Pointing and labeling entries
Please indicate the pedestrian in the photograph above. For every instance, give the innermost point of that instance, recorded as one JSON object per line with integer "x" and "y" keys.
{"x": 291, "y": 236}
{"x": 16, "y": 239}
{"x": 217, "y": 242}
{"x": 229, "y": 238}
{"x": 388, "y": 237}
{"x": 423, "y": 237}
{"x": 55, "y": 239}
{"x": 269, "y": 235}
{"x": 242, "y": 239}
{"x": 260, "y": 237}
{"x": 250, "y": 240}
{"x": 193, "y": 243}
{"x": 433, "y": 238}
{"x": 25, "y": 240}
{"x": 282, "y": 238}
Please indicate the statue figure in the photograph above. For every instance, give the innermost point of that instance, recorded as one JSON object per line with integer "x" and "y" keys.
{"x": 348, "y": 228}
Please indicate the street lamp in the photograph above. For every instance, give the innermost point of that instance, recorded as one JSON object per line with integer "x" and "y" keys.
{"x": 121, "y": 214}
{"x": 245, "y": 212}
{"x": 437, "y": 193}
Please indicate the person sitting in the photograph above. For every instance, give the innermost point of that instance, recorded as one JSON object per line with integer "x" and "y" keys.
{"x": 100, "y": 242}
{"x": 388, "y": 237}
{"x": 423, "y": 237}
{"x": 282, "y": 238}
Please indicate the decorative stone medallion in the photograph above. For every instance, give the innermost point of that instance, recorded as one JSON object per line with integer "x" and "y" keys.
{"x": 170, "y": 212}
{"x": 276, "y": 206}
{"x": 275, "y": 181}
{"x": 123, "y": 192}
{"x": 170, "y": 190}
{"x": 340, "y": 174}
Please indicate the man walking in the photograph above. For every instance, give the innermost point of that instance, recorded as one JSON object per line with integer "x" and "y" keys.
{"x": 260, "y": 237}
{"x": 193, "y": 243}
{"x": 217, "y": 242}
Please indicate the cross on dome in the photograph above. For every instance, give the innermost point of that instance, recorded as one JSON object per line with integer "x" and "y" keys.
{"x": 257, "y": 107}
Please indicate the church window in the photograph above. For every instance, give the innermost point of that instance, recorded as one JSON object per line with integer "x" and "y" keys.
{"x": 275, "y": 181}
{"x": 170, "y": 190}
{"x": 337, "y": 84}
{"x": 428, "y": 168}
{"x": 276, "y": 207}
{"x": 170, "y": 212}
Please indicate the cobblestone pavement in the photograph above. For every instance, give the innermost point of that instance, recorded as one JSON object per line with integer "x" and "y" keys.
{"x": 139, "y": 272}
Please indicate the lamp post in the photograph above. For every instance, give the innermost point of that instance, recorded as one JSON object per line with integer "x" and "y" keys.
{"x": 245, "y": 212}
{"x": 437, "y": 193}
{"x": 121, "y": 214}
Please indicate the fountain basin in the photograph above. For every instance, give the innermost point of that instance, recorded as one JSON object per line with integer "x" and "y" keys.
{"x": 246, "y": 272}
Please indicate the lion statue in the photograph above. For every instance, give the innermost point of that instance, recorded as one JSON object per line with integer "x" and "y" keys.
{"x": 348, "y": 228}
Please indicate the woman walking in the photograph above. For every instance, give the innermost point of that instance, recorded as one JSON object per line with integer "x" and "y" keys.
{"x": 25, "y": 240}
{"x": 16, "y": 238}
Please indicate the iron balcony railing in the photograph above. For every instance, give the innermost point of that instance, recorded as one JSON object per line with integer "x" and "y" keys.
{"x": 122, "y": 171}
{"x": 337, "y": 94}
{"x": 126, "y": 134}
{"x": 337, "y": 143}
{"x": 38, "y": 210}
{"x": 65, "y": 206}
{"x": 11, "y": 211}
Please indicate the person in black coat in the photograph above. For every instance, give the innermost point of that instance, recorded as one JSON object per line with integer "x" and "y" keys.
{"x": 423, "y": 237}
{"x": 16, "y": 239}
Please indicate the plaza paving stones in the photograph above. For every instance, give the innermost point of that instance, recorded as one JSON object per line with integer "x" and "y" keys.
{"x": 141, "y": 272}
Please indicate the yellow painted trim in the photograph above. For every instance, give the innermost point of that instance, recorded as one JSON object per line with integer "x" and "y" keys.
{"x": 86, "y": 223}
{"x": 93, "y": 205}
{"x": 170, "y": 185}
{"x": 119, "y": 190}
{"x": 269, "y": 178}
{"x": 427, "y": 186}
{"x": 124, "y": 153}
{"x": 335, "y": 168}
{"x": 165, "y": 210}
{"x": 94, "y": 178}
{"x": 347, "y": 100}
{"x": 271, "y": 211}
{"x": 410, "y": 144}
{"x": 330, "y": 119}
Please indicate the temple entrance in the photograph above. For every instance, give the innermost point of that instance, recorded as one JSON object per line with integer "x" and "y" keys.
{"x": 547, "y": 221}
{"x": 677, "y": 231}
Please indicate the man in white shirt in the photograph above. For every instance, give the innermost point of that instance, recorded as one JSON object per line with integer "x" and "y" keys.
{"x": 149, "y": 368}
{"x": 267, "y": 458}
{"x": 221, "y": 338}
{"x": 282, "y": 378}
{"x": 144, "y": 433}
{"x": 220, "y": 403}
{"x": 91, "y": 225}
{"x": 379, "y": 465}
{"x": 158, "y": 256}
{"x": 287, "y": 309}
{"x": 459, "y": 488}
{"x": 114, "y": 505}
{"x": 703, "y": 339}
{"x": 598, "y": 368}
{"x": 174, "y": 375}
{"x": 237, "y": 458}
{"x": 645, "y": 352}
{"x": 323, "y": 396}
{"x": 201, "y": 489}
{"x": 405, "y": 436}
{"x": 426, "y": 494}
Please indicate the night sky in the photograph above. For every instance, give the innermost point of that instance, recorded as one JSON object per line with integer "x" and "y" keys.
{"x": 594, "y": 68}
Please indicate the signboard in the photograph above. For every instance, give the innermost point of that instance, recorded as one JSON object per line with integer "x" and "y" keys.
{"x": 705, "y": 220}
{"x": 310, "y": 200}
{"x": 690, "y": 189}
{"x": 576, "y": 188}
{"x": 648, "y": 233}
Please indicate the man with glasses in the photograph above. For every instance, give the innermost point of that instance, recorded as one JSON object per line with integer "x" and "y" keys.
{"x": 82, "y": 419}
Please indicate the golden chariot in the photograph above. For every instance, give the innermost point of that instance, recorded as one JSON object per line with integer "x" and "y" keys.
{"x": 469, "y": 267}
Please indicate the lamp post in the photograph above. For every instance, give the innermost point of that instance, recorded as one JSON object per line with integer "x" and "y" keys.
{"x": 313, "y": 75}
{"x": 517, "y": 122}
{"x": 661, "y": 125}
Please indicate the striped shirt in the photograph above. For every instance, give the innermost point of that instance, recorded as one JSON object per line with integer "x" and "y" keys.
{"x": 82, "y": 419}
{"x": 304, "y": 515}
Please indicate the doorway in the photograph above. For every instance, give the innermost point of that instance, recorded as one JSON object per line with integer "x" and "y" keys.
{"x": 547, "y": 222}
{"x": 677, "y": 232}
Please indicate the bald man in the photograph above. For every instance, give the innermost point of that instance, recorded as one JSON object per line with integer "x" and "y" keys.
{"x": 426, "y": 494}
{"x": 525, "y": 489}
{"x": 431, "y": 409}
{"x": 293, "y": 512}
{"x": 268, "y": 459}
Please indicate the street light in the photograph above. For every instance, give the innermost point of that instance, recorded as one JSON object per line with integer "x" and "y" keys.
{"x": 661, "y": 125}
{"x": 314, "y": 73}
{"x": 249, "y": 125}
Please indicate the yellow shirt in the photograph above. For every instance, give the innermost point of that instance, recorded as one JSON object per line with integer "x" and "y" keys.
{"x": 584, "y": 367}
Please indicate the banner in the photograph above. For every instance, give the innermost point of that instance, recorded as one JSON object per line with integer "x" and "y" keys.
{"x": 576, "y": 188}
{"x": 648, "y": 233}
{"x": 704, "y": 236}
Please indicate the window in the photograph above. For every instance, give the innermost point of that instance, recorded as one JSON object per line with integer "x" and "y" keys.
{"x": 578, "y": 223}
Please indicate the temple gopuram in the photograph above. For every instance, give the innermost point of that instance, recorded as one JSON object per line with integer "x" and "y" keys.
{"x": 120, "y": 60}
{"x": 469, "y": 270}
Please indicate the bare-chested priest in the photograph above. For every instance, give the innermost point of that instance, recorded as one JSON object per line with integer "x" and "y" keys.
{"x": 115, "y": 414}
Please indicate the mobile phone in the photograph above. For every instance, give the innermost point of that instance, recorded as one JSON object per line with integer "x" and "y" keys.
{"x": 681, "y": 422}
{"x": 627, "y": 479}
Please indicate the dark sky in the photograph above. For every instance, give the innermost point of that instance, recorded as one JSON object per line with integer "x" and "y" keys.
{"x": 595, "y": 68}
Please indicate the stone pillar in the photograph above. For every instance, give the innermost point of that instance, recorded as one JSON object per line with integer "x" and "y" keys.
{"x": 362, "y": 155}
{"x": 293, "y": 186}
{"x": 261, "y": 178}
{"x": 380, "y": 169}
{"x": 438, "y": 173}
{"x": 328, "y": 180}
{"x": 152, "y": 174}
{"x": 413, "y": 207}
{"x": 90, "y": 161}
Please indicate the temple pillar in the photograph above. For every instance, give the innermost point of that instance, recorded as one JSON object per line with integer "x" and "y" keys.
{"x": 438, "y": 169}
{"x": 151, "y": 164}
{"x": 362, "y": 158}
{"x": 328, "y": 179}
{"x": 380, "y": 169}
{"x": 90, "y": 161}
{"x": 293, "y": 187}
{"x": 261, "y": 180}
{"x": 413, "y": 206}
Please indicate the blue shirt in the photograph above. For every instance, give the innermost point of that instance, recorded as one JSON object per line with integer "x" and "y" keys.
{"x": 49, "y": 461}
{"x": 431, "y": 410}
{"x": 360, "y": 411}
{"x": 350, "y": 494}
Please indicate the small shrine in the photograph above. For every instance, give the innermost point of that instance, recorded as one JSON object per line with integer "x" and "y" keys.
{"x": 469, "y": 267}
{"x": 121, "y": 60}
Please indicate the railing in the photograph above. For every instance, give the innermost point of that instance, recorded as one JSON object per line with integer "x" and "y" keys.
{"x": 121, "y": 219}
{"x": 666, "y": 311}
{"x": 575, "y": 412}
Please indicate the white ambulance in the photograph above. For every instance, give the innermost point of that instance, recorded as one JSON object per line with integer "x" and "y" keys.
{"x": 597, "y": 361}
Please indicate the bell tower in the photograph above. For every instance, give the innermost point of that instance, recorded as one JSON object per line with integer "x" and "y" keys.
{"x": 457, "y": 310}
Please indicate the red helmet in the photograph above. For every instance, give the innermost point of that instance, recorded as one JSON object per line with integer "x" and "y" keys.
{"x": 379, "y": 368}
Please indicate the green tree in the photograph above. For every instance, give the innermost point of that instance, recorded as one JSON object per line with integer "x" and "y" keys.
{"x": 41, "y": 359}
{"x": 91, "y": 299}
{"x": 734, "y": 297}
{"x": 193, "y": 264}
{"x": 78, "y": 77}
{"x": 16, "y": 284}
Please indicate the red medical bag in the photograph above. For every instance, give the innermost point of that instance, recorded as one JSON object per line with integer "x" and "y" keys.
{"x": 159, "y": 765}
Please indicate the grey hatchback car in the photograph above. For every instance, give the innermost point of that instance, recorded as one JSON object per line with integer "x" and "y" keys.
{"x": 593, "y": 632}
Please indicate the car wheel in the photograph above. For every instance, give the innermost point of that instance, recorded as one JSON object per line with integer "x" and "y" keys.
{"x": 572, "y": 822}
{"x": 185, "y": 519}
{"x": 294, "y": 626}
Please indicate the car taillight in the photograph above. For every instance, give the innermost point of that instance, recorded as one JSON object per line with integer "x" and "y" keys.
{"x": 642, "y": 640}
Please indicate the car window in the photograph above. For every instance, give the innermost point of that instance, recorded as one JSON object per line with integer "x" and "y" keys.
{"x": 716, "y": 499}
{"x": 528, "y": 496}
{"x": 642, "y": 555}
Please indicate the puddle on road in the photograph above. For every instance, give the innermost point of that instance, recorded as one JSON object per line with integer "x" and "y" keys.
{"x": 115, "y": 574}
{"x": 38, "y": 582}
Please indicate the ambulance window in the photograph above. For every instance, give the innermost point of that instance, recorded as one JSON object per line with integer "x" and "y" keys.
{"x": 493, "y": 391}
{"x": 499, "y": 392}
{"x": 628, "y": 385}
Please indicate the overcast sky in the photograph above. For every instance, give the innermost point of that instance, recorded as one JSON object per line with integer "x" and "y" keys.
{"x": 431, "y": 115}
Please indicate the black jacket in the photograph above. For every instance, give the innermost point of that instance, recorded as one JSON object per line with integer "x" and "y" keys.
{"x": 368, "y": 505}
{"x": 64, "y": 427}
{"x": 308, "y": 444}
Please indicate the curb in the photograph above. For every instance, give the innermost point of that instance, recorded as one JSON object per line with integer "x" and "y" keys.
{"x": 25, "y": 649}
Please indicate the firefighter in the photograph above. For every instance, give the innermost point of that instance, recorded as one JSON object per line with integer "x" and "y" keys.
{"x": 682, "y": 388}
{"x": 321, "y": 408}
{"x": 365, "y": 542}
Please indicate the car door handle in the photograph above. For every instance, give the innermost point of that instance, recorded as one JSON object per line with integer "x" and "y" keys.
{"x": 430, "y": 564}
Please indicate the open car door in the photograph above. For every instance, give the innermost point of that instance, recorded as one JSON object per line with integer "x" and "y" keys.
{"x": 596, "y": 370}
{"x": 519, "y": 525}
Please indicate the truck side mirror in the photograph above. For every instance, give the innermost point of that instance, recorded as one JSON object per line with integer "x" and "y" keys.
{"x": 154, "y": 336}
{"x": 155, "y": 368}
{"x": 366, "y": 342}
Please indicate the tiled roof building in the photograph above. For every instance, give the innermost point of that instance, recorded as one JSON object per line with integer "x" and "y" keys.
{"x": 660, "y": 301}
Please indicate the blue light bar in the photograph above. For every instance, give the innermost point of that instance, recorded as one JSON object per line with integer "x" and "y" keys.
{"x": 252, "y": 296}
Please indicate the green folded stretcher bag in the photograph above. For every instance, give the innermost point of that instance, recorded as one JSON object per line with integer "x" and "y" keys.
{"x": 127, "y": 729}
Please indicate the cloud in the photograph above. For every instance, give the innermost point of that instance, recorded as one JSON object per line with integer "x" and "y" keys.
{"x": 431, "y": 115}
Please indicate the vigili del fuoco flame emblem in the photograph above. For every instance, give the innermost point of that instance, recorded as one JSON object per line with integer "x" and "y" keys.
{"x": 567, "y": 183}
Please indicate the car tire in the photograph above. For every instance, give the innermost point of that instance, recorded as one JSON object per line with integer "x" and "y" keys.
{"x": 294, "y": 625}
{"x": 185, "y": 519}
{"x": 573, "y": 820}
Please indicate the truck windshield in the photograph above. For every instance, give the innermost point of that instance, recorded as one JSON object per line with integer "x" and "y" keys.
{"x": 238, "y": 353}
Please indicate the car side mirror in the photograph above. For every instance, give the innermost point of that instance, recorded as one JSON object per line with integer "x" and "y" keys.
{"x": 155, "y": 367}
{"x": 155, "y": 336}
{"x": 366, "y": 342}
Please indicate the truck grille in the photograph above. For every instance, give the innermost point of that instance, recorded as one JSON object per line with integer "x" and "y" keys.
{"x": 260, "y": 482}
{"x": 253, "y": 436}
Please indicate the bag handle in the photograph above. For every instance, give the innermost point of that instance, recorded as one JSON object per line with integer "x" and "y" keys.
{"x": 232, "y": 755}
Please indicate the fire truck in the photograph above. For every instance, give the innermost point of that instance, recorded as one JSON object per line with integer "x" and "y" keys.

Written problem
Only the lines from the one containing "Please indicate the vigili" to the end of the records should be repeated, exactly as they appear.

Response
Please indicate the vigili del fuoco flame emblem in the photograph above. For every instance, give the innermost point of that instance, recorded as one JSON object per line with integer "x" and "y" keys.
{"x": 567, "y": 183}
Please indicate the car tire in the photograph above. For every instance, give the innermost point of that instance, recorded as one JSON object per line with integer "x" and "y" keys.
{"x": 294, "y": 625}
{"x": 185, "y": 519}
{"x": 573, "y": 820}
Please indicate the truck windshield in the photograph above. For every instance, give the innermost point of that instance, recorded as one JSON object per line with integer "x" and "y" keys.
{"x": 238, "y": 353}
Please indicate the car side mirror in the photograph above. For every instance, give the innermost point of that instance, recorded as one JSON object per line with integer "x" and "y" keys.
{"x": 155, "y": 367}
{"x": 155, "y": 336}
{"x": 366, "y": 342}
Please indicate the truck grille in the photograph above. For every instance, give the innermost point of that instance, recorded as one JSON object per line with integer "x" and "y" keys.
{"x": 260, "y": 482}
{"x": 253, "y": 436}
Please indicate the bag handle in the photograph above. For every instance, give the innermost point of that instance, recorded as one JSON object per line with integer "x" and "y" keys.
{"x": 232, "y": 755}
Please indicate the fire truck in the photograph above. For every instance, give the innermost point of that instance, recorded as one JSON object per line with integer "x" and "y" keys.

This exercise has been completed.